>> start Task inputs
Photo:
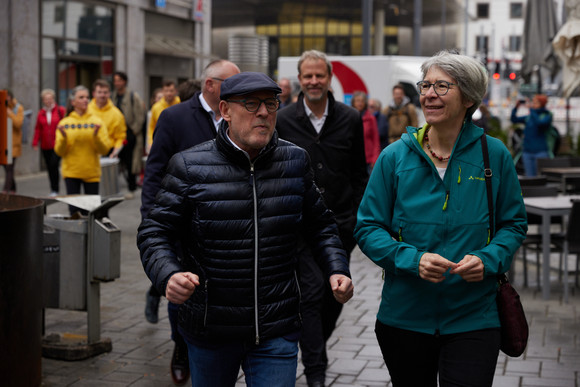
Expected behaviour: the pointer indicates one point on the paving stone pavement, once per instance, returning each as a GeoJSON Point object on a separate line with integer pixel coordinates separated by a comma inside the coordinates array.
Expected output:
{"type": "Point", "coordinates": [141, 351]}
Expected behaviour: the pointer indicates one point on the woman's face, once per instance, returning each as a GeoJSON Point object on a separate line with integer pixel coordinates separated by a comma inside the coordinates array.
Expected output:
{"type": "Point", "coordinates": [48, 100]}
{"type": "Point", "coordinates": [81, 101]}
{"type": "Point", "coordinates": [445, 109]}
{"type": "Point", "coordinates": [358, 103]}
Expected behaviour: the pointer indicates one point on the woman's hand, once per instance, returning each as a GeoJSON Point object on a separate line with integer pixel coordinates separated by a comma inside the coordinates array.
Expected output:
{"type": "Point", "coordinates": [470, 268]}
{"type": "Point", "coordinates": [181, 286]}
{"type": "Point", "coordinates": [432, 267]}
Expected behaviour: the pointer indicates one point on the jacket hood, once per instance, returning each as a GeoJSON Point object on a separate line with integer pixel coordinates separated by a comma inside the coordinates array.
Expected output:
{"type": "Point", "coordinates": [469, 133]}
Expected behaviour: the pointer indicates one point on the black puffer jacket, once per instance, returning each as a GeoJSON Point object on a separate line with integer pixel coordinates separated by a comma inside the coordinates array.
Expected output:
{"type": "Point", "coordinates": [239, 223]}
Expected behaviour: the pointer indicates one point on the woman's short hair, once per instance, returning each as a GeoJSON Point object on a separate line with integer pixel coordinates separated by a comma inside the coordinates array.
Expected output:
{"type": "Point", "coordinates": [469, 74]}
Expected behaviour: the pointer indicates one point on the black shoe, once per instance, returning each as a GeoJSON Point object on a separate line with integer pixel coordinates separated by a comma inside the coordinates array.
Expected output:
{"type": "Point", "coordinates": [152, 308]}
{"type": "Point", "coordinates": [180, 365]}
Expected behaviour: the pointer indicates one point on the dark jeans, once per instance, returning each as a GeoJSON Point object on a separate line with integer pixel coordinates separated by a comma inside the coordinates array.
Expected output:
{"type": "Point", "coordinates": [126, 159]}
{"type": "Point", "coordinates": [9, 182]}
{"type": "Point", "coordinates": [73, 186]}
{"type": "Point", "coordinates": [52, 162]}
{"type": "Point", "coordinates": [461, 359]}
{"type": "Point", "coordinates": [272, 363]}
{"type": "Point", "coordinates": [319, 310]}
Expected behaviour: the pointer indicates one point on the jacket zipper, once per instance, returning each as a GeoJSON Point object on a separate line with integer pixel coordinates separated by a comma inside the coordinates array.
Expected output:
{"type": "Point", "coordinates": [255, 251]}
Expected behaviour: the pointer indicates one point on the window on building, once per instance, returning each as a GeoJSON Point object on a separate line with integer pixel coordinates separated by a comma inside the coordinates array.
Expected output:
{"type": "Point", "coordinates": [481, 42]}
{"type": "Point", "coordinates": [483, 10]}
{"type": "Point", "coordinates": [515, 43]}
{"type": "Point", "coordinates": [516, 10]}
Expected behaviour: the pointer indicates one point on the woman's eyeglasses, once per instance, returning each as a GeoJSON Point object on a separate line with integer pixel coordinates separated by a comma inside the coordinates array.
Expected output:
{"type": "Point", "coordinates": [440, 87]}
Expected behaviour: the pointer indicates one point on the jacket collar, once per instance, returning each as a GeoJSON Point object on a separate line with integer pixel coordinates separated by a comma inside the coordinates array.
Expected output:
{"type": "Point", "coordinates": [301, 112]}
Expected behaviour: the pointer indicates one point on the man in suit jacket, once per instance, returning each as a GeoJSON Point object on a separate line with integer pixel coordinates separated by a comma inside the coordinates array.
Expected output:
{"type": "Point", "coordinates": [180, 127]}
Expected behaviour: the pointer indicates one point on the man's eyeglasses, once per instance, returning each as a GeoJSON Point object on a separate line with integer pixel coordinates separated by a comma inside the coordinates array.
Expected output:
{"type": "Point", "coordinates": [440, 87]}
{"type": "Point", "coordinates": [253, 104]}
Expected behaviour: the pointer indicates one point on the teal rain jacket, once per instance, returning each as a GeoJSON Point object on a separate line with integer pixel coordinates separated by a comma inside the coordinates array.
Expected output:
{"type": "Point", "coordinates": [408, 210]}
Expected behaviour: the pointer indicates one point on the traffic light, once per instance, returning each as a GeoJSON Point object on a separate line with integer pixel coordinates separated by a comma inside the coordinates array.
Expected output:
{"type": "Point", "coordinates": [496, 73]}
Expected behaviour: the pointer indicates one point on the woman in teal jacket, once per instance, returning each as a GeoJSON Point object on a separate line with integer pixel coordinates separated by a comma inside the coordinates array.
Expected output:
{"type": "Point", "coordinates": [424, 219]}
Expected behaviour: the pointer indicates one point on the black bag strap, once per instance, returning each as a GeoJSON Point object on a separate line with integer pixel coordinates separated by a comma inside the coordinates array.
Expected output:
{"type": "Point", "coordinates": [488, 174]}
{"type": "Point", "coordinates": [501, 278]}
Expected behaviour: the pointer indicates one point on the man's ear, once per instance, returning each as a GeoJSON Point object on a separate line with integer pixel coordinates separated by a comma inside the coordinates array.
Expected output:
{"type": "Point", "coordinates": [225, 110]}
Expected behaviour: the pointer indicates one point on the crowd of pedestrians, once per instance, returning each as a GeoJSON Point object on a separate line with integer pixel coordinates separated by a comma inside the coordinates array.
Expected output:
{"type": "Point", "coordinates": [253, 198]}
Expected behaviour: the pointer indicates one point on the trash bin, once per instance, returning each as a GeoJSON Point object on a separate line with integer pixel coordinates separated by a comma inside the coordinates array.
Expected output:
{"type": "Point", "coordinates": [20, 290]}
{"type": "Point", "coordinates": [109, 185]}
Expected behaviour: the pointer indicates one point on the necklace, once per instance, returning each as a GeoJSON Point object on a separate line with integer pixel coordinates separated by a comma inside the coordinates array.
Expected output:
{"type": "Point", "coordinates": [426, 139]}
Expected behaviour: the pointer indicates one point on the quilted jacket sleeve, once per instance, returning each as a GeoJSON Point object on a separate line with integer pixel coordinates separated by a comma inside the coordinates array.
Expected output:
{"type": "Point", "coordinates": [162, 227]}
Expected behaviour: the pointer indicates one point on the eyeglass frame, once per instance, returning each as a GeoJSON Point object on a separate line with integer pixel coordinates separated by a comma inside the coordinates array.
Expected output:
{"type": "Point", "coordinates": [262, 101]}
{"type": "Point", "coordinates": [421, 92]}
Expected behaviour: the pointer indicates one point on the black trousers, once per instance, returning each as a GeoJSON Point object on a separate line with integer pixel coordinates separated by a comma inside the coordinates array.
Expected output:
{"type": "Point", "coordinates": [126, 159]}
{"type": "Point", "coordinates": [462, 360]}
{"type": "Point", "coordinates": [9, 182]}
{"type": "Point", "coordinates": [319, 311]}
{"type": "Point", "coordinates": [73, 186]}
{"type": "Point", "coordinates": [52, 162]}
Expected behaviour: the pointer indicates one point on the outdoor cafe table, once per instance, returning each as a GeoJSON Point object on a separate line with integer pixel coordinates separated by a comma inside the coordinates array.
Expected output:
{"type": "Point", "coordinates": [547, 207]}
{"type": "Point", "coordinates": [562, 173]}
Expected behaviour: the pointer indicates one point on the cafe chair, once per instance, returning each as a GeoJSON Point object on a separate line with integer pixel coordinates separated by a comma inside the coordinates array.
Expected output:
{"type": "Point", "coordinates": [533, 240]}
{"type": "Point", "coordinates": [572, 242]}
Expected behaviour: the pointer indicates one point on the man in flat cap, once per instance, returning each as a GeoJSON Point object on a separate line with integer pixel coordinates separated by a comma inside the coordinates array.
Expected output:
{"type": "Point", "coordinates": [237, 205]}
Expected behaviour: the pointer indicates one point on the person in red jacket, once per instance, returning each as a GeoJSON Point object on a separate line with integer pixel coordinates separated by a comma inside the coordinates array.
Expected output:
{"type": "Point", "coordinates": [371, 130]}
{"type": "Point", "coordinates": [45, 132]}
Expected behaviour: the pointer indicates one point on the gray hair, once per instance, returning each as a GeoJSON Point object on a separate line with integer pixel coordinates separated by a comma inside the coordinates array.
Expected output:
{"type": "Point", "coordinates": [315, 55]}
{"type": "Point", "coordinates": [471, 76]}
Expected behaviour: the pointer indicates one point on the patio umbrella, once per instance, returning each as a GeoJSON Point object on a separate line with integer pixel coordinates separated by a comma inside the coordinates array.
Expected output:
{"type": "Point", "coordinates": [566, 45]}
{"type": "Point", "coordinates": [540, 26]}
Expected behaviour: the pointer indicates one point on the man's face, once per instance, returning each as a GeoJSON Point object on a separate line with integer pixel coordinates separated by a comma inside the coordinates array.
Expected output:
>> end Task inputs
# Goal
Would you give again, word for word, every line from the one with "Expected behaviour: the pointer indicates one point on the patio" through the final line of the listing above?

# Problem solution
Expected behaviour: the pointer indicates one point on the patio umbrella, once per instance, returning each as a GeoJSON Point object on a separate line with integer pixel coordinates separated by a comma inside the coordinates array.
Expected output:
{"type": "Point", "coordinates": [566, 45]}
{"type": "Point", "coordinates": [540, 26]}
Expected behaviour: the pointer indicates one point on the man's face, once per instance, returning each as a GeoJSON Point object on a separate line with integer pixel coordinates separated by a comma inside the coordinates array.
Expected output:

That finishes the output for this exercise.